▶ _TASK DESCRIPTION_:
Copy the data below word for word, starting at the line that contains "the concrete block" and ending with the final line of the data, both ends included.
################
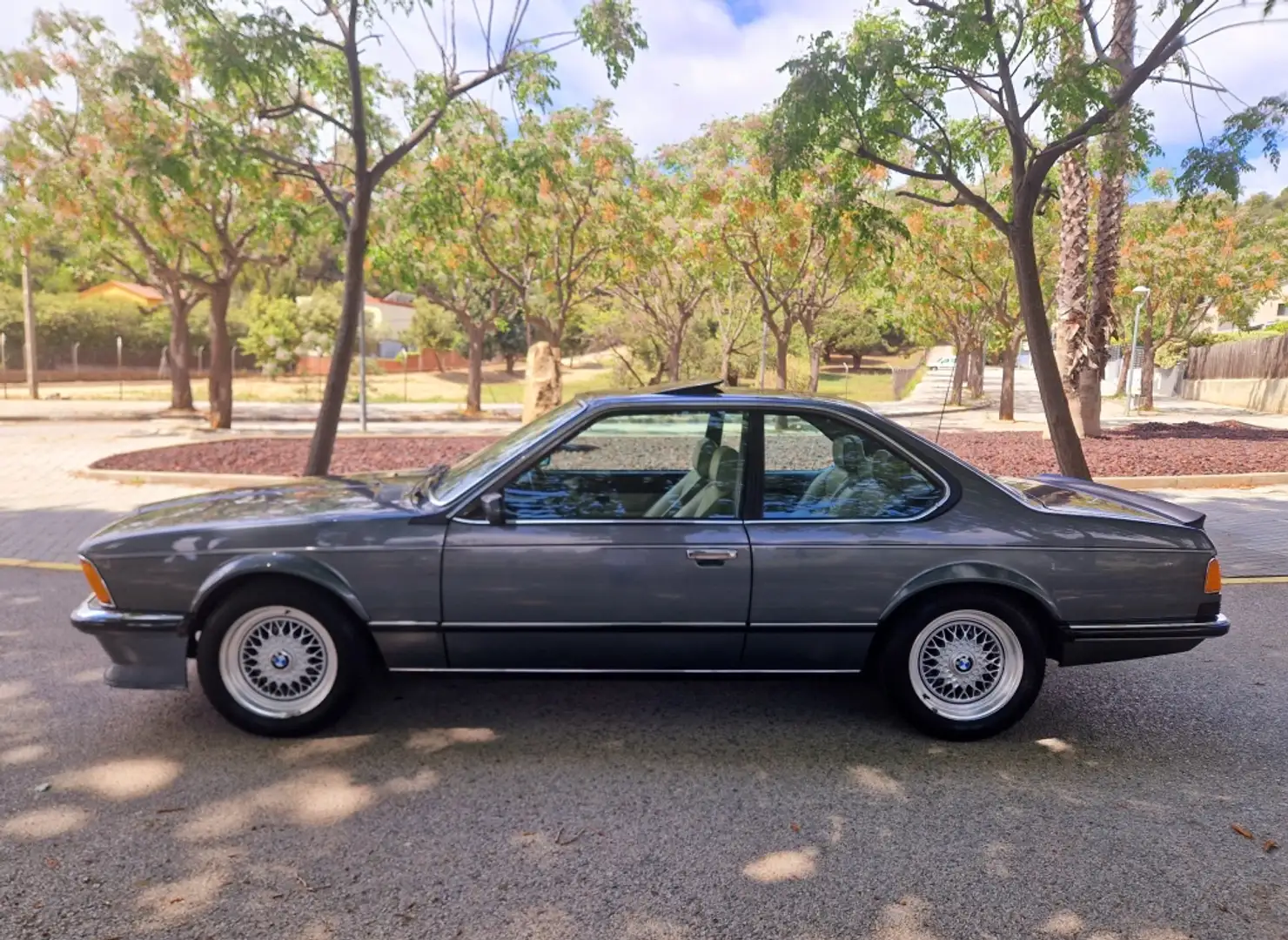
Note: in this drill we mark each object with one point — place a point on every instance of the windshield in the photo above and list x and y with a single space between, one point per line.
469 470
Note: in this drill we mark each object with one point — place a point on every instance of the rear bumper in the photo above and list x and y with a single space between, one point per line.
1104 642
147 650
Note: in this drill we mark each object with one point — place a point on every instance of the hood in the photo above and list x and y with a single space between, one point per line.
1078 496
311 500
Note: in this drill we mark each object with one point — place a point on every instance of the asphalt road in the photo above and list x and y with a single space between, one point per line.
644 810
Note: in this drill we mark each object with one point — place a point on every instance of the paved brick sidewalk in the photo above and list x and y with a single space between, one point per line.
1250 527
45 512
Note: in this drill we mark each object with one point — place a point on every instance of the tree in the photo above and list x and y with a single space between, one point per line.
281 330
550 205
800 239
733 312
1079 378
1215 262
662 265
158 174
882 97
1116 161
319 74
22 218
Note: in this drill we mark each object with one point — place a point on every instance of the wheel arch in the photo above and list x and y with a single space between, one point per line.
966 576
230 576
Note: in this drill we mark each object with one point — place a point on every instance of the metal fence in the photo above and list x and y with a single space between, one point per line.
1263 359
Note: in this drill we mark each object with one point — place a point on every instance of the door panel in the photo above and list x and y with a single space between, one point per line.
595 595
840 534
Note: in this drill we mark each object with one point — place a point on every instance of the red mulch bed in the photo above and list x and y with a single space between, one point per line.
1144 450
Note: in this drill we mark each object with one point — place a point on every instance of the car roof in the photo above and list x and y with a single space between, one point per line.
708 392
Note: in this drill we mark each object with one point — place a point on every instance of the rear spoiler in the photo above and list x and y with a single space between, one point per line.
1183 515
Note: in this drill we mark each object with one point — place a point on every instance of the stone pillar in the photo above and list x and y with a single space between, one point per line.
541 386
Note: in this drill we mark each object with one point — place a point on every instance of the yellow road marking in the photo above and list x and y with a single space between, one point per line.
39 566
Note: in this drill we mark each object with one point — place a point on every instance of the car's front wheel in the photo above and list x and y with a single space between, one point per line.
965 668
279 660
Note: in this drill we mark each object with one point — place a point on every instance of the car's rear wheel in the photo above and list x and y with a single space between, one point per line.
965 668
279 658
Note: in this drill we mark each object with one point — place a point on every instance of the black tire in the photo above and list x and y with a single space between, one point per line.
1001 628
330 636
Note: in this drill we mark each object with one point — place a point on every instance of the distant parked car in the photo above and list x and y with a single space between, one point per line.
686 529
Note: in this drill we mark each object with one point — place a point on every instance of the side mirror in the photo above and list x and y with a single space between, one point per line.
493 507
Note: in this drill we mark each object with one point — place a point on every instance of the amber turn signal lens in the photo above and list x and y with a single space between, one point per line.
96 582
1212 582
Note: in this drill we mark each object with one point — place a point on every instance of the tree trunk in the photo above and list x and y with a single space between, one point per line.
1070 292
1113 205
180 379
220 359
346 332
1006 402
958 373
1146 368
976 373
29 326
781 343
673 357
474 388
815 357
1046 370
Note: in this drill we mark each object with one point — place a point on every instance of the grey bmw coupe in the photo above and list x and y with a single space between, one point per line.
683 529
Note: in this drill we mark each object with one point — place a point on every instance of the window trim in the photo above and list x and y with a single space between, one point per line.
593 418
757 512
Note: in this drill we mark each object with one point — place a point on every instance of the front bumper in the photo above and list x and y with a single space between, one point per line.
147 650
1107 642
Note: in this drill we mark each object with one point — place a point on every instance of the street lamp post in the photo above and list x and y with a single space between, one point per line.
1135 331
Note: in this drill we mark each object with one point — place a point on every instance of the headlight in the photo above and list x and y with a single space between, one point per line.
96 582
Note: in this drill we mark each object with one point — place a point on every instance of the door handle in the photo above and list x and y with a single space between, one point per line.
711 555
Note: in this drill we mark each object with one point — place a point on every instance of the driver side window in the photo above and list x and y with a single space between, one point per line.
638 467
817 467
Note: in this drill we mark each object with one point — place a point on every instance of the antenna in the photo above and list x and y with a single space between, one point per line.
949 391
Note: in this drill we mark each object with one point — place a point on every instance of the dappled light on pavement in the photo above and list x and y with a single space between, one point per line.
47 823
312 797
124 779
1055 746
876 782
23 754
788 865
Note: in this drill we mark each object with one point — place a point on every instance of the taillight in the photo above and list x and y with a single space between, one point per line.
96 582
1212 582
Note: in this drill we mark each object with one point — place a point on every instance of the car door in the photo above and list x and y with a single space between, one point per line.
620 548
839 521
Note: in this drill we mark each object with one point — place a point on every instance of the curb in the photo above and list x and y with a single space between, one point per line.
39 566
178 478
1196 480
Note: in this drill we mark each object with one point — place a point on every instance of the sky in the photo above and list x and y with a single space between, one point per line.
719 58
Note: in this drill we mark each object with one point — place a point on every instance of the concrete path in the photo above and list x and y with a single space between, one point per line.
933 389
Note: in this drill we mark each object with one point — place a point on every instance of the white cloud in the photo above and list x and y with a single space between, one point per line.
701 64
1265 179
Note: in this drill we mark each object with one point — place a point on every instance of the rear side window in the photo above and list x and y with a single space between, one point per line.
817 467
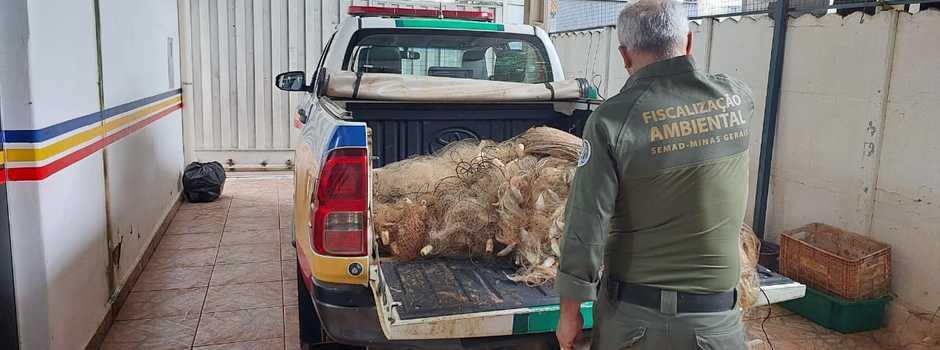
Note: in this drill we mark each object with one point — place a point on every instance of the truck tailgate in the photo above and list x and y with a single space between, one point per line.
458 286
452 298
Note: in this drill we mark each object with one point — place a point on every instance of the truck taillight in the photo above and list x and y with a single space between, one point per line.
339 209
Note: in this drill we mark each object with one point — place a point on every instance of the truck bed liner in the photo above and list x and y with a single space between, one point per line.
440 287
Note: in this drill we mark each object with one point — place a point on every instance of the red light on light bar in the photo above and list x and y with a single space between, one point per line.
415 12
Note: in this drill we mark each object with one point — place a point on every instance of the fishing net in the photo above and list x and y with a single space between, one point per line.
482 200
487 200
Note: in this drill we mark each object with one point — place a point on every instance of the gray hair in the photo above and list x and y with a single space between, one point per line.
653 26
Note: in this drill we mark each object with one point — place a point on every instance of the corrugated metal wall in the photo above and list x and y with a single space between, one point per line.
238 46
236 49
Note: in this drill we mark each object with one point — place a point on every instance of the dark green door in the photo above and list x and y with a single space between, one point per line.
9 337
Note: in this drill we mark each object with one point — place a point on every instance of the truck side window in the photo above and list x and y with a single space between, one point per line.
454 54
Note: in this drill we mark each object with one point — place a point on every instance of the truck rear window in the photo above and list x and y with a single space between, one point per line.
446 53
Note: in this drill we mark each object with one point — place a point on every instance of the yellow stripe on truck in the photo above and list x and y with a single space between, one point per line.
336 269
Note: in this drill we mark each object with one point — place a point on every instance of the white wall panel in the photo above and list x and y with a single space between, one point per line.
72 248
741 49
143 168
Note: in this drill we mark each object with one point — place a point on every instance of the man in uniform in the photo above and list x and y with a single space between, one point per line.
658 199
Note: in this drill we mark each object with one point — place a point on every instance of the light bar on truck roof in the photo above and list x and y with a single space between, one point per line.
419 12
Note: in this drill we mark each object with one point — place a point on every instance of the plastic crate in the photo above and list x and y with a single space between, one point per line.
839 314
836 261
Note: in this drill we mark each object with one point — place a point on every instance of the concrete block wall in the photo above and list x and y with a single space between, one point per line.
92 170
855 143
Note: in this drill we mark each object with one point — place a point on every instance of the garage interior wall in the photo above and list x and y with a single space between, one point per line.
92 170
237 48
855 127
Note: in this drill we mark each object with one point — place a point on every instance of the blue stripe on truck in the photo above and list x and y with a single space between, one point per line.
346 136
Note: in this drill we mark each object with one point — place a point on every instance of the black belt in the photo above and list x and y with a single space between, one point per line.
651 297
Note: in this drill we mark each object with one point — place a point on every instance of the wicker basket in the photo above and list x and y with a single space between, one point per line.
843 263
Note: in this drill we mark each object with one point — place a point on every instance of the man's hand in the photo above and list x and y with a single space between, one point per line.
570 323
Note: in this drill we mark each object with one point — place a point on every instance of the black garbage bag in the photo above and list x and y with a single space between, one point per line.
203 182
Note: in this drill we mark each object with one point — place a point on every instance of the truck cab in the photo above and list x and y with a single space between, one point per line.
349 291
################
▶ _CORRECT OUTPUT_:
Note: in this drill we mark each object with one point — place a point on every instance of the concrete block wall in the photo above and list x and y with a single space between, one point per line.
92 170
855 143
Note: in this drill we mark each object with one point — place a point on every instance of the garage interior wall in the photo above and list x and y with a single space between, one point per line.
92 170
237 48
855 127
Note: in this drill we mark each object with one point — place a point on every instance of the blue stripe on truck in the photo above and list x and y with a single space between, one point per line.
346 136
Note: in this drill we mark each object with one point — place a point on every instance of the black belt in the photo above and list x and y with a single space between, one point per line.
651 297
Note: in this drill we mark each object with one point — place a point on every instance of the wicker basket in the photo above and list x and y with a single space between, one point per line.
843 263
Note: in this drill we mark each object with one point — place a point on every instance of the man's hand in the photo above and list x and y with a single space between, one point per line.
570 323
Note: in this drill we mark each object with one point — place a point on every instance of the black garbage bag in the photo above and list x and y with a single space between, one point per line.
203 182
Note: in this drill we mark each object with one point — place a point on every instance of the truck cab in the photo above and list x and y with a single space between, one point per line.
349 291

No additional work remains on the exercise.